-- BEGIN Dataset --
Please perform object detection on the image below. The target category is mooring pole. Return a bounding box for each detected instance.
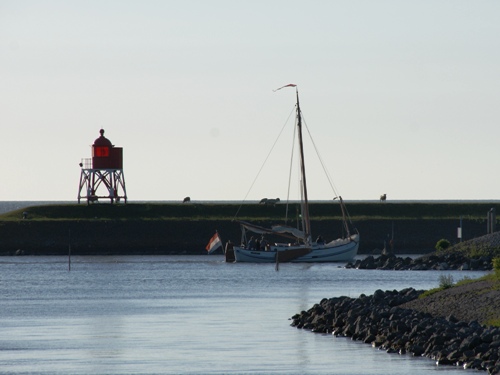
[68,229,71,272]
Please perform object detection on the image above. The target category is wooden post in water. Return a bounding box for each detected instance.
[68,229,71,272]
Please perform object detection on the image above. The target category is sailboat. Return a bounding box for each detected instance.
[230,84,360,264]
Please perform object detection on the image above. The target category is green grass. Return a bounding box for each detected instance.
[0,201,500,222]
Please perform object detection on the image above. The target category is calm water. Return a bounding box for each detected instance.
[0,255,484,375]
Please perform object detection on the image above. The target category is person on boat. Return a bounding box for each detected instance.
[260,235,267,251]
[248,236,257,250]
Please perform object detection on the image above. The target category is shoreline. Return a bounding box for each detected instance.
[290,283,500,375]
[0,201,500,255]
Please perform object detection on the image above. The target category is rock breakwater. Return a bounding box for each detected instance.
[346,253,493,271]
[291,288,500,374]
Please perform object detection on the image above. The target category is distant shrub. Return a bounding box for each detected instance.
[439,275,453,289]
[436,238,451,251]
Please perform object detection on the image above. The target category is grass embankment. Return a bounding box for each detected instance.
[0,201,500,223]
[403,258,500,327]
[0,201,500,254]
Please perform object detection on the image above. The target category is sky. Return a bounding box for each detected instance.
[0,0,500,202]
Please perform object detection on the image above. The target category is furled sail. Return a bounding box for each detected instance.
[272,225,306,239]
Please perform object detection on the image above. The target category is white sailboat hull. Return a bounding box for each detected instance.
[234,234,359,263]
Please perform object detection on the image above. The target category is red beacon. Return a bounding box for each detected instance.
[78,129,127,204]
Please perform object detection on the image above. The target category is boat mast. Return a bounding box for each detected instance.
[295,87,311,245]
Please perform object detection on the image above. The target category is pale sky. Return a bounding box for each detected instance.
[0,0,500,202]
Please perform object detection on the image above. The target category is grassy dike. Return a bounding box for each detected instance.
[0,202,500,255]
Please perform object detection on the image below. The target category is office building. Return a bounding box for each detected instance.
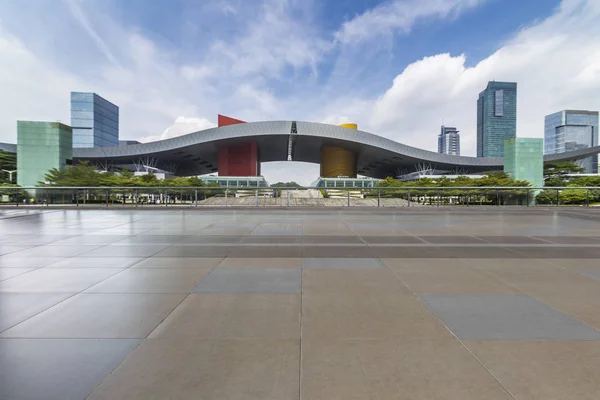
-- END Dataset --
Rewrite the data starting at the line that contains "category is shoreline." and ending at the line that contains "[0,201,500,254]" as a two-column CSV with the header input,output. Put each text and its answer on one row, each in a single quoted field with line breaks replaced by spaces.

input,output
"Please perform object detection on the image above. The target category is shoreline. Return a bounding box for each detected instance.","[290,283,500,375] [0,201,500,255]"
"Please perform object detection on the image above. The target category is rock breakwater. Return a bounding box for each detected instance.","[346,253,493,271] [291,288,500,374]"
"Please perform object detection on the image above. The target category is distant shrub. Return a bounding box for each detected instance.","[439,275,453,289] [436,238,451,251]"
"Please perform object detection on the image above. The target category is grass embankment. Return a bounding box for each detected instance.","[0,201,500,223] [403,258,500,327] [0,201,500,254]"